◆ **YOUR TASK**
All records are to be retyped faithfully and completely.

◆ **RECORDED DATA**
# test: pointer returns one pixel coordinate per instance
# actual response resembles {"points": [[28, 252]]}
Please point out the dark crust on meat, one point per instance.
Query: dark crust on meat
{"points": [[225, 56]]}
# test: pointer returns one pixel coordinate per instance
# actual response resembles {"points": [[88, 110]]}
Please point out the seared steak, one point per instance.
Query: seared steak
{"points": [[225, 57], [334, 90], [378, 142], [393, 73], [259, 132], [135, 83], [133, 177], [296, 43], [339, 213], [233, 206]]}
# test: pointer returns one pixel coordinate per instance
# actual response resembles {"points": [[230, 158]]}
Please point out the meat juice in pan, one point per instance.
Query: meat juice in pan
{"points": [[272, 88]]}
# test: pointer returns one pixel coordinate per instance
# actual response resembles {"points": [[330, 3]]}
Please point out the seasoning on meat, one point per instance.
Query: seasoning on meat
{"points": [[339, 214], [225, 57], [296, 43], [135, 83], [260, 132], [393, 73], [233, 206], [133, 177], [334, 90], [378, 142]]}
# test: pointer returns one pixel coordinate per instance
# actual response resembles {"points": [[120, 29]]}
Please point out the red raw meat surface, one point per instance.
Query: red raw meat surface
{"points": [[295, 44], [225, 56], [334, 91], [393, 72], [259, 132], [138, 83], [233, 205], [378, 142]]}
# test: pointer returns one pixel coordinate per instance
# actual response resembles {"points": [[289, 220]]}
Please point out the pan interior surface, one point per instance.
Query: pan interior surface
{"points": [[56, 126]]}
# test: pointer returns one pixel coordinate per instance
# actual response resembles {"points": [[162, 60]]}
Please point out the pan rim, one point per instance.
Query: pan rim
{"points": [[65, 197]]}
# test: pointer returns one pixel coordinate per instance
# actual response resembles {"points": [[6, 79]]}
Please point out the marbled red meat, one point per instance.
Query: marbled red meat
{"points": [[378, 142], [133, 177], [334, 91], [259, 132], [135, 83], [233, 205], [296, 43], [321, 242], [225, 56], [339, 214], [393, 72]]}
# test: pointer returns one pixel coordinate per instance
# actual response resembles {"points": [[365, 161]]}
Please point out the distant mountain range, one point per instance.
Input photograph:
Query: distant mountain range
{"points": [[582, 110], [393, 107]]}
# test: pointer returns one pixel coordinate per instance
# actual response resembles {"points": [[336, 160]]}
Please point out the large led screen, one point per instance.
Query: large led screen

◆ **EXERCISE OUTPUT**
# test: pointer returns one pixel coordinate per instance
# actual response resembles {"points": [[28, 252]]}
Please point out the dark crust on meat, one point per instance.
Query: dark crust on meat
{"points": [[225, 56]]}
# test: pointer returns one pixel coordinate per instance
# actual response resembles {"points": [[88, 110]]}
Please point out the seared steak, one point per instance.
Query: seared steak
{"points": [[225, 57], [334, 90], [378, 142], [393, 73], [259, 132], [135, 83], [133, 177], [296, 43], [339, 213], [233, 206]]}
# test: pointer returns one pixel coordinate per instance
# actual response resembles {"points": [[230, 158]]}
Please point out the meat juice in pan, one point per instance.
Query: meat juice in pan
{"points": [[272, 88]]}
# test: pointer returns one pixel coordinate per instance
# actual response resembles {"points": [[330, 3]]}
Please point out the seasoning on meat, one point per instance.
Query: seasoning on meat
{"points": [[339, 214], [225, 57], [296, 43], [135, 83], [260, 132], [393, 73], [233, 206], [133, 177], [334, 90], [378, 142]]}
# test: pointer returns one pixel coordinate per instance
# actual response resembles {"points": [[120, 29]]}
Please point out the red raw meat surface, one point per instance.
Query: red raw meat surface
{"points": [[295, 44], [225, 56], [334, 91], [393, 72], [259, 132], [138, 83], [233, 205], [378, 142]]}
# test: pointer returns one pixel coordinate per instance
# actual response resembles {"points": [[289, 220]]}
Please point out the pan interior surface, one point per instance.
Query: pan interior surface
{"points": [[56, 126]]}
# test: pointer returns one pixel coordinate per instance
# actual response resembles {"points": [[162, 60]]}
Please point out the pan rim, one point per instance.
Query: pan rim
{"points": [[65, 197]]}
# test: pointer returns one pixel coordinate per instance
# actual response resembles {"points": [[6, 79]]}
Please point out the marbled red meat, one point per instance.
Query: marbled red meat
{"points": [[378, 142], [133, 177], [334, 91], [259, 132], [135, 83], [233, 205], [296, 43], [321, 242], [225, 56], [339, 214], [393, 72]]}
# test: pointer returns one pixel coordinate per instance
# actual response resembles {"points": [[365, 161]]}
Please point out the distant mountain range, one point per instance.
Input photograph:
Query: distant mountain range
{"points": [[582, 110], [393, 107]]}
# test: pointer returns one pixel coordinate per instance
# actual response resembles {"points": [[336, 160]]}
Please point out the large led screen, one point per instance.
Query: large led screen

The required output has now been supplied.